WHAT YOU SHOULD DO: Reproduce all of the data below verbatim, keeping every line unchanged.
--- start DATA ENTRIES ---
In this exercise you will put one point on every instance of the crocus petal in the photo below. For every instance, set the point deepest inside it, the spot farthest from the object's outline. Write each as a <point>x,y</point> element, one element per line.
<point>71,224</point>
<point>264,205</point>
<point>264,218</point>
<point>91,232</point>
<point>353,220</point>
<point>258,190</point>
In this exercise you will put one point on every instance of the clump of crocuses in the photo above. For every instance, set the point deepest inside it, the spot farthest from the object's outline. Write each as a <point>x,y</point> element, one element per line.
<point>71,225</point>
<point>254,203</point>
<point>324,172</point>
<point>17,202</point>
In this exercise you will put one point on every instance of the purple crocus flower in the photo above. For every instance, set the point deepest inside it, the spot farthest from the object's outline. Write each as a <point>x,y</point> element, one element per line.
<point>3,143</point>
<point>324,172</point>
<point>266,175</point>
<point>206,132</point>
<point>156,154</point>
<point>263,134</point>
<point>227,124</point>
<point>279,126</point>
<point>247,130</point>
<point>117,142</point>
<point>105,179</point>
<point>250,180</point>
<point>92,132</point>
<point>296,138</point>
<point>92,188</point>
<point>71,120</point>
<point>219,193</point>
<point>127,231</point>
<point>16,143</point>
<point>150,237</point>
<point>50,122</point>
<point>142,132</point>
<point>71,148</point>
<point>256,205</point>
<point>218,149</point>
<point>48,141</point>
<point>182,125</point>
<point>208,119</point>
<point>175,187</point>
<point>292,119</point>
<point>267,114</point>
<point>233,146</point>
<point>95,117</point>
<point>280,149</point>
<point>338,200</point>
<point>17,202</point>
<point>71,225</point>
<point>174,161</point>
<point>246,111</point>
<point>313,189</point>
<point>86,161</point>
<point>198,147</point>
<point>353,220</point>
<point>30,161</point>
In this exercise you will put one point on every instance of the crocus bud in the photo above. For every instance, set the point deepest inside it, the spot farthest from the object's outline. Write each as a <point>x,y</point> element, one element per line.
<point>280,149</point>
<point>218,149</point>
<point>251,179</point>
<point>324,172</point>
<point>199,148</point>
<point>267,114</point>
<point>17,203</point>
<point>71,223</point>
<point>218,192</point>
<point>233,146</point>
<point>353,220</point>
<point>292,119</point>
--- end DATA ENTRIES ---
THE COMPLETED TASK:
In this exercise you will put one point on every instance of the crocus petal in the photo below. For every instance, set the point deepest inside it, the spot farthest from the object's outline. Write each as a <point>x,y</point> element, one element per line.
<point>71,224</point>
<point>264,205</point>
<point>264,218</point>
<point>91,232</point>
<point>353,220</point>
<point>258,190</point>
In this exercise you will put one point on every instance of the clump of crocuses in the photo above. For every instance, set the point deepest inside it, the spot farthest from the object's outline. Write each as a <point>x,y</point> element, one element per line.
<point>71,225</point>
<point>254,203</point>
<point>324,172</point>
<point>17,202</point>
In this exercise you will put one point on every instance of the purple crocus flower in the photo above. For every instance, set the point deepest inside it, the spot farthest from the object's outline. Write each as a <point>x,y</point> element, one element per line.
<point>3,143</point>
<point>324,172</point>
<point>266,175</point>
<point>206,132</point>
<point>156,154</point>
<point>263,134</point>
<point>227,124</point>
<point>279,126</point>
<point>247,130</point>
<point>117,142</point>
<point>105,179</point>
<point>250,180</point>
<point>92,132</point>
<point>296,138</point>
<point>92,188</point>
<point>71,120</point>
<point>219,193</point>
<point>127,231</point>
<point>16,143</point>
<point>150,237</point>
<point>50,122</point>
<point>142,132</point>
<point>71,148</point>
<point>256,205</point>
<point>218,149</point>
<point>48,141</point>
<point>182,125</point>
<point>208,119</point>
<point>175,187</point>
<point>292,119</point>
<point>267,114</point>
<point>233,146</point>
<point>95,117</point>
<point>280,149</point>
<point>338,200</point>
<point>17,202</point>
<point>71,225</point>
<point>174,161</point>
<point>246,111</point>
<point>313,189</point>
<point>86,161</point>
<point>198,147</point>
<point>353,220</point>
<point>30,161</point>
In this exercise you will put one point on every instance of the crocus bud in the photo above. For every instance, set the point deepest inside it, the spot farthest from the object's outline. Write each as a <point>x,y</point> element, one element per line.
<point>280,149</point>
<point>218,149</point>
<point>251,179</point>
<point>324,172</point>
<point>199,148</point>
<point>267,114</point>
<point>17,203</point>
<point>71,223</point>
<point>218,192</point>
<point>233,146</point>
<point>353,220</point>
<point>292,119</point>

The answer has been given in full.